BEGIN Source text

It’s Time to Move On
3/27/2025
This year, we have enjoyed a March without the hype and inaccuracies of the so-called “Dirty Dozen” list. The annual release of this list has a legacy of negatively impacting consumers through misleading statements about produce safety, insulting farmers by labeling the fruits and vegetables they work hard to grow as “dirty” and denigrating and undermining the work of regulators and health officials.
After 30 years, have its authors, the Environmental Working Group (EWG), finally recognized that this list is harmful to consumers and farmers and decided to abandon it? Have they realized this annual release goes against their stated mission to help consumers make “informed choices?”
Have their constituents and others pushed back on EWG’s hypocritical statements promoting misinformation about the safety of healthy and nutrient-dense fruits and vegetables while they simultaneously espouse the importance of better diets for Americans, including eating more produce?
Or maybe EWG has realized that releasing an unscientific, gimmicky list, like the “Dirty Dozen,” cheapens their work and brand overall. How can one believe EWG’s statements in other areas of environmental policy when they are known for a list that peer reviewed research has shown has no scientific credibility? And they readily admit is not based upon the fundamental tenets of toxicology or risk analysis.
Further, peer reviewed research found that EWG’s messaging results in low income consumers stating they will be less likely to purchase any produce – organic or conventional. This certainly runs counter to their “informed choices” mission.

END Source text
BEGIN Available data

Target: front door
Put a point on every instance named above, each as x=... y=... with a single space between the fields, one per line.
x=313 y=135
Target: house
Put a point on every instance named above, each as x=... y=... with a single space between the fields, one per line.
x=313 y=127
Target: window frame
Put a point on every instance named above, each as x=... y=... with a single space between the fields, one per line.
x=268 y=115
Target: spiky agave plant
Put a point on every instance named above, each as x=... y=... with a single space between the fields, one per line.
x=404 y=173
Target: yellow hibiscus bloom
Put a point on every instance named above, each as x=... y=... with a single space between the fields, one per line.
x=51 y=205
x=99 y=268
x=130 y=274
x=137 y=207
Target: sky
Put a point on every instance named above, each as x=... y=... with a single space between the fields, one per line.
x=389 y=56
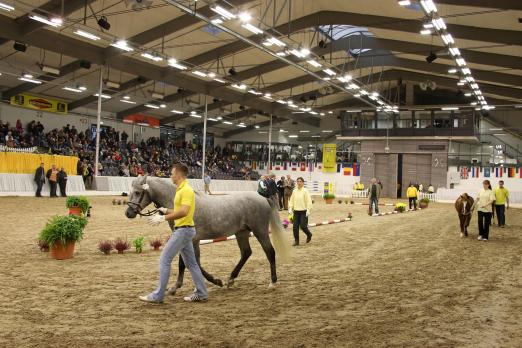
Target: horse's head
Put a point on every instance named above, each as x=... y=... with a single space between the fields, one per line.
x=139 y=197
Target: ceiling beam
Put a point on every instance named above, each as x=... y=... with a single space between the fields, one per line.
x=140 y=39
x=500 y=4
x=91 y=98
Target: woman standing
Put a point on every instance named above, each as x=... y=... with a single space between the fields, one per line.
x=484 y=206
x=300 y=204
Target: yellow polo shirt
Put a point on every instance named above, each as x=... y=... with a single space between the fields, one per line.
x=300 y=200
x=185 y=196
x=500 y=195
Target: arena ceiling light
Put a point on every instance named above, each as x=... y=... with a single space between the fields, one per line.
x=122 y=45
x=152 y=57
x=53 y=22
x=104 y=96
x=223 y=12
x=6 y=7
x=29 y=78
x=87 y=35
x=174 y=63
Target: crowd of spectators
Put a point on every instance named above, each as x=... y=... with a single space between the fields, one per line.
x=119 y=156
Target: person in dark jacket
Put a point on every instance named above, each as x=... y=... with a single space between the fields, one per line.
x=281 y=191
x=62 y=181
x=39 y=178
x=52 y=176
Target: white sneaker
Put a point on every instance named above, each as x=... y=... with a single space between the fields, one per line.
x=194 y=298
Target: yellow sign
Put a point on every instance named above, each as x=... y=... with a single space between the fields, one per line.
x=39 y=103
x=329 y=158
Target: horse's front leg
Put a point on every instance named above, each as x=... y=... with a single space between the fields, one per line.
x=179 y=281
x=209 y=277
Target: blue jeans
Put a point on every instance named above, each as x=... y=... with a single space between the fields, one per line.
x=376 y=202
x=180 y=241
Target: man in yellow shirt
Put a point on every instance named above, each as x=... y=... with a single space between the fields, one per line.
x=412 y=194
x=501 y=203
x=180 y=240
x=300 y=204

END Available data

[Work instructions]
a – According to the article on the Dirty Dozen list, which group authors the list?
b – Write out the part of the article on the Dirty Dozen list starting with "It’s Time to" and going on through "and health officials.".
None of the lines are needed here.

[Response list]
a – The Environmental Working Group (EWG).

b –
It’s Time to Move On
3/27/2025
This year, we have enjoyed a March without the hype and inaccuracies of the so-called “Dirty Dozen” list. The annual release of this list has a legacy of negatively impacting consumers through misleading statements about produce safety, insulting farmers by labeling the fruits and vegetables they work hard to grow as “dirty” and denigrating and undermining the work of regulators and health officials.